• **WORK TO COMPLETE**
The number needed is how many lines of the data hold the string "woman". Give that number and nothing more.

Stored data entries
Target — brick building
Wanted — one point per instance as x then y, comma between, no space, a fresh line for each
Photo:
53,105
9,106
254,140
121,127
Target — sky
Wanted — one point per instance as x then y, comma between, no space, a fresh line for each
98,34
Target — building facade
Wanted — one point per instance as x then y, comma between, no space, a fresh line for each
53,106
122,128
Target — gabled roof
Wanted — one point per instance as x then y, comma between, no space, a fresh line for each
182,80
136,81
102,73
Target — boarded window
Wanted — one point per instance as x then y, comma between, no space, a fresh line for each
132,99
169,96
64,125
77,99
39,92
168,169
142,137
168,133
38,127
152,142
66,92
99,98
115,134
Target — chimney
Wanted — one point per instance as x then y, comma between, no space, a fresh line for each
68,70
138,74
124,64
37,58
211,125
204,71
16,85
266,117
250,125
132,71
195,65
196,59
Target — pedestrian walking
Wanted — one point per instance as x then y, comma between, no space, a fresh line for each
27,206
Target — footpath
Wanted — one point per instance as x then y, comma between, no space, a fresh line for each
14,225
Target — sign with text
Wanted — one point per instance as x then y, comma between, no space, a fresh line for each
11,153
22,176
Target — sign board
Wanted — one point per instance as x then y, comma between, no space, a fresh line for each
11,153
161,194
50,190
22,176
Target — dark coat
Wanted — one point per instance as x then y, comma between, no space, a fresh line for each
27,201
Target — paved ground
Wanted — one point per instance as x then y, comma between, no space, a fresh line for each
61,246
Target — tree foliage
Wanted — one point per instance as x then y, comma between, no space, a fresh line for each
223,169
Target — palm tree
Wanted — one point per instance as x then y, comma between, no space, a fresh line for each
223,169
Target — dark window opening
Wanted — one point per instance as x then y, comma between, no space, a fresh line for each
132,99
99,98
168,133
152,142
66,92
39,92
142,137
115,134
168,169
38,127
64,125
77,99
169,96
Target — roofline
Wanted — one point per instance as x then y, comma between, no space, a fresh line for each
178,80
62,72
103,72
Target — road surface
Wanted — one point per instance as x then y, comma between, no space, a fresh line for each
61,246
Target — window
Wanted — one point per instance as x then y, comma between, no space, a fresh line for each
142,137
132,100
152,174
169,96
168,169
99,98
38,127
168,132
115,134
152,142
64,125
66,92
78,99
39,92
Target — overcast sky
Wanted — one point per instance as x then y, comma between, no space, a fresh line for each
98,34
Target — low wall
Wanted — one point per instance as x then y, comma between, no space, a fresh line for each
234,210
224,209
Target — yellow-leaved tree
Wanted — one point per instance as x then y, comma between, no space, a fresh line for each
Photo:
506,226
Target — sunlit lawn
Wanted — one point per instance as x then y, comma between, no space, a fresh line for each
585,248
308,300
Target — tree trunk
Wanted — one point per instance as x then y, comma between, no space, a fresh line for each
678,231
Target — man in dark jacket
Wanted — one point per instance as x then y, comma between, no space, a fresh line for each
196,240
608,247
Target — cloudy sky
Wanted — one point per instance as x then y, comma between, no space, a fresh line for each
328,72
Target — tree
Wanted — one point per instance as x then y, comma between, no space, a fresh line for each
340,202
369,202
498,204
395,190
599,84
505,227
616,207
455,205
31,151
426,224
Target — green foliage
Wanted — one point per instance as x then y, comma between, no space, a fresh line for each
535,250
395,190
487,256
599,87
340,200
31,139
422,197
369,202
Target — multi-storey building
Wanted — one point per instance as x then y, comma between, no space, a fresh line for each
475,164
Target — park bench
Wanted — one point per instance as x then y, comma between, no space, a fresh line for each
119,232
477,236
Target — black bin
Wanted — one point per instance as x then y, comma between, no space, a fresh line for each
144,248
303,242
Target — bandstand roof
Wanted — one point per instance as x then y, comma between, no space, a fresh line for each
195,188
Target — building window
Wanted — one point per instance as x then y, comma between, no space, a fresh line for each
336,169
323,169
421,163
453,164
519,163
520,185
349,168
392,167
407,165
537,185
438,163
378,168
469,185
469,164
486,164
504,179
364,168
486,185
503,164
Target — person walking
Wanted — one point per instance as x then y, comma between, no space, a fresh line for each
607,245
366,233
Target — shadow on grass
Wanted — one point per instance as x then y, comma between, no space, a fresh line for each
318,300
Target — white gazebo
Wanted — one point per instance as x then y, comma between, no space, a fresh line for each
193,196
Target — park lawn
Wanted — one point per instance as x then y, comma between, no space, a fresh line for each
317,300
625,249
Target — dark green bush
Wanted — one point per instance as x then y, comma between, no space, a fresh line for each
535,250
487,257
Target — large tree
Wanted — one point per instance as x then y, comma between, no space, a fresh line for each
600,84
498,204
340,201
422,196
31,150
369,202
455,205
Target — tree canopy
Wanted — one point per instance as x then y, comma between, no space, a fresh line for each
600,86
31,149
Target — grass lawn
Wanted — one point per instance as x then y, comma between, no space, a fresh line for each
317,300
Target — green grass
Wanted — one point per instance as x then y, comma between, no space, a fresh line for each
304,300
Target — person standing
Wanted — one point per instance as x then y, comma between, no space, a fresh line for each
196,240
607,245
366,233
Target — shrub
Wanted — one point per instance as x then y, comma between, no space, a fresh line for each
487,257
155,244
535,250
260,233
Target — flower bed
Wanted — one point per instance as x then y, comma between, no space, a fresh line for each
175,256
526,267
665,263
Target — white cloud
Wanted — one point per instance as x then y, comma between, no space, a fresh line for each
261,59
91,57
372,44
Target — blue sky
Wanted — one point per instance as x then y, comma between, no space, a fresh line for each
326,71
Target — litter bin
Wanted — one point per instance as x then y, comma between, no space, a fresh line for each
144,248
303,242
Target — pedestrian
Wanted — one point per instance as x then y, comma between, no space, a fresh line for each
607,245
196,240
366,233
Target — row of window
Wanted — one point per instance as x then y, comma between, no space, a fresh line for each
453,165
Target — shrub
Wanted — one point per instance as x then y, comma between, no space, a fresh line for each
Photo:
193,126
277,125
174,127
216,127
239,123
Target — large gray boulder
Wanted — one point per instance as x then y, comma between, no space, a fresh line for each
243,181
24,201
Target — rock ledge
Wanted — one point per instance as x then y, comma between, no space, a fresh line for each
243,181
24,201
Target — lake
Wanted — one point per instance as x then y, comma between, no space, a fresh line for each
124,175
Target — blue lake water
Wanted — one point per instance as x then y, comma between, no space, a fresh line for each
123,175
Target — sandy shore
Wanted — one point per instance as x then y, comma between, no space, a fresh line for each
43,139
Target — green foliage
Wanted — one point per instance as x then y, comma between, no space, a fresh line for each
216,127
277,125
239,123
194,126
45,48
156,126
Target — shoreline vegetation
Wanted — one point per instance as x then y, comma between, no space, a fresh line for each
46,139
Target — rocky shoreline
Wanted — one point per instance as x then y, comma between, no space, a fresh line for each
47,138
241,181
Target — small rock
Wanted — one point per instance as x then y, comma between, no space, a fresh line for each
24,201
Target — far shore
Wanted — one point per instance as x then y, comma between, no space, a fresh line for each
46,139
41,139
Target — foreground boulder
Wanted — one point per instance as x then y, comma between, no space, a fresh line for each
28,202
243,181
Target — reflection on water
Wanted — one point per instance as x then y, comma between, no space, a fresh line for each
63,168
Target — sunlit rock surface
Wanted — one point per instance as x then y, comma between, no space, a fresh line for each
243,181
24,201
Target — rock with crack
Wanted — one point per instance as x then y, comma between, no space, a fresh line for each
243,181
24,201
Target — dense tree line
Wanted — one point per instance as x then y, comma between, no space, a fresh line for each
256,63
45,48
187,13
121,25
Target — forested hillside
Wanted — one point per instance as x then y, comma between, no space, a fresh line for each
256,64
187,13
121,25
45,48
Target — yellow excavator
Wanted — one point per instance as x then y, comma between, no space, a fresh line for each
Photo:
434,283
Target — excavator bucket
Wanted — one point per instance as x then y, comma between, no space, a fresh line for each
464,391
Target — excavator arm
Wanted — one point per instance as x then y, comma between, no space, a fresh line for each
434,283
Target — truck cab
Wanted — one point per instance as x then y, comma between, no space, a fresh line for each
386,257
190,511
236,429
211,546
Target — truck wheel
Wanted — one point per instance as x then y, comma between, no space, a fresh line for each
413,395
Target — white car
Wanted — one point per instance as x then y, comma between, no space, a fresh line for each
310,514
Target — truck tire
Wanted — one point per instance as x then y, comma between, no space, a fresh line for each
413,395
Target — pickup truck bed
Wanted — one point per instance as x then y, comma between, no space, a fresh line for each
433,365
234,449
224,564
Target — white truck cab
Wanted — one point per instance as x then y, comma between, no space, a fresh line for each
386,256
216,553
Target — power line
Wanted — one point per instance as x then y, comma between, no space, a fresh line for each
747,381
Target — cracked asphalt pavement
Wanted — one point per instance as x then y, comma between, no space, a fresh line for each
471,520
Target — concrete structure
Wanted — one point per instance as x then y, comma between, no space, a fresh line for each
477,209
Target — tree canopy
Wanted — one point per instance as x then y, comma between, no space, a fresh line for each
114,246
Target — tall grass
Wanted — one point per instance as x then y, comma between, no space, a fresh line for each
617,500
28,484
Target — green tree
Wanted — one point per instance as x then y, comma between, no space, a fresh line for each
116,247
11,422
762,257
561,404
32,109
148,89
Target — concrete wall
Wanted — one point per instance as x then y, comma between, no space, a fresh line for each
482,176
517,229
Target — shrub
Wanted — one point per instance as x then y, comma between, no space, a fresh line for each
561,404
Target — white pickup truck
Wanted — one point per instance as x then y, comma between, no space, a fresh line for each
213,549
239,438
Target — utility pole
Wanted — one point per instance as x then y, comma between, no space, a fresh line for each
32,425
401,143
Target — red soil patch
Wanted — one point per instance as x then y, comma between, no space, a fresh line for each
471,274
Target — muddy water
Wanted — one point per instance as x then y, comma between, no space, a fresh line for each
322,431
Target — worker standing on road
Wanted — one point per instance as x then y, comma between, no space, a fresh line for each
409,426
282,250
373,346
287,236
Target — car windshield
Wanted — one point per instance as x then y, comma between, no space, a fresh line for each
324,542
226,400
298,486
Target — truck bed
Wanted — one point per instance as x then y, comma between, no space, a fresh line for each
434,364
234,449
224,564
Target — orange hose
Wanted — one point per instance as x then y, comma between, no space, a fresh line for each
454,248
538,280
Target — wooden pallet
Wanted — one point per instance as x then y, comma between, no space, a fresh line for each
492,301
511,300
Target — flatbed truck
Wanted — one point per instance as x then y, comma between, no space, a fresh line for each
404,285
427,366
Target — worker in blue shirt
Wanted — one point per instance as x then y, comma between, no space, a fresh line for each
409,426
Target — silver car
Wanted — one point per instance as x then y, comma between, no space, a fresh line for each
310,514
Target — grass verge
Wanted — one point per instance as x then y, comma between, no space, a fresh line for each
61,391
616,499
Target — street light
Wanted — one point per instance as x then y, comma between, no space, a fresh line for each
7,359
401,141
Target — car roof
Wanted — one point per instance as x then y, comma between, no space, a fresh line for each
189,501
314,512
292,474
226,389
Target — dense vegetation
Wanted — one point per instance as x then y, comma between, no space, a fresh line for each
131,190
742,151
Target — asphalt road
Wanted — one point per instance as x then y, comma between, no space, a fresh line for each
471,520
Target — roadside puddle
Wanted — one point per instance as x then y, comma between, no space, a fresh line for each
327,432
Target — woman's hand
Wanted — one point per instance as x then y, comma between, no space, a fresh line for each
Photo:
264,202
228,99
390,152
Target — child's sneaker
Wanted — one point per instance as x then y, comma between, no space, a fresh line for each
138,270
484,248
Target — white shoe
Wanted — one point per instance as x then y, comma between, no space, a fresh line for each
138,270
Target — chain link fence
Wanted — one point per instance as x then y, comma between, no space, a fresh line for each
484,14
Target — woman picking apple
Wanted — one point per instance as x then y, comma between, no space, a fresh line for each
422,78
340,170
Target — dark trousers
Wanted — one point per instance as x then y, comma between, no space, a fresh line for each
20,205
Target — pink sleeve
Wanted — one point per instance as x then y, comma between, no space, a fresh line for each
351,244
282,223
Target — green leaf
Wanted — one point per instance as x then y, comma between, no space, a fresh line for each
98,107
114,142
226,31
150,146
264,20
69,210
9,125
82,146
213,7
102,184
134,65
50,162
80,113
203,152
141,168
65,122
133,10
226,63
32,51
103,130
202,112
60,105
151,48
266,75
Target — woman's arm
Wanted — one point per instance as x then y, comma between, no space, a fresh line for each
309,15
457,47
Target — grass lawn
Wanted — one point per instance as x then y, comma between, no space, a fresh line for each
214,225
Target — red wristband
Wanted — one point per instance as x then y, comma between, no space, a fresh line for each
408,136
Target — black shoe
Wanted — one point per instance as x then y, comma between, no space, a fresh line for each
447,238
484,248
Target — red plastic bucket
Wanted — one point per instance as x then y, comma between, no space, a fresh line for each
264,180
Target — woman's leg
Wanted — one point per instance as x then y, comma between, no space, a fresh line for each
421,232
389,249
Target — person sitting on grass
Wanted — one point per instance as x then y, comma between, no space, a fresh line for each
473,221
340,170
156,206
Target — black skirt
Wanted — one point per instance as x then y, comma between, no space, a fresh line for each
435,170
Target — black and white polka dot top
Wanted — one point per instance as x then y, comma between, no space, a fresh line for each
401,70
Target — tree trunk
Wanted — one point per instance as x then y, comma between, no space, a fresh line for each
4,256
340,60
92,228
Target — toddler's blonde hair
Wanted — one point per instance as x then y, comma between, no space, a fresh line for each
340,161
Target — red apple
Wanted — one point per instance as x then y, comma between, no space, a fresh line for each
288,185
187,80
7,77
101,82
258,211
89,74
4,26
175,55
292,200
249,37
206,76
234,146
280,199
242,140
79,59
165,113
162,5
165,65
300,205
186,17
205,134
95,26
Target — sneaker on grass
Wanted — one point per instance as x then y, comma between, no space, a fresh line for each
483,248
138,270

• **RESULT**
4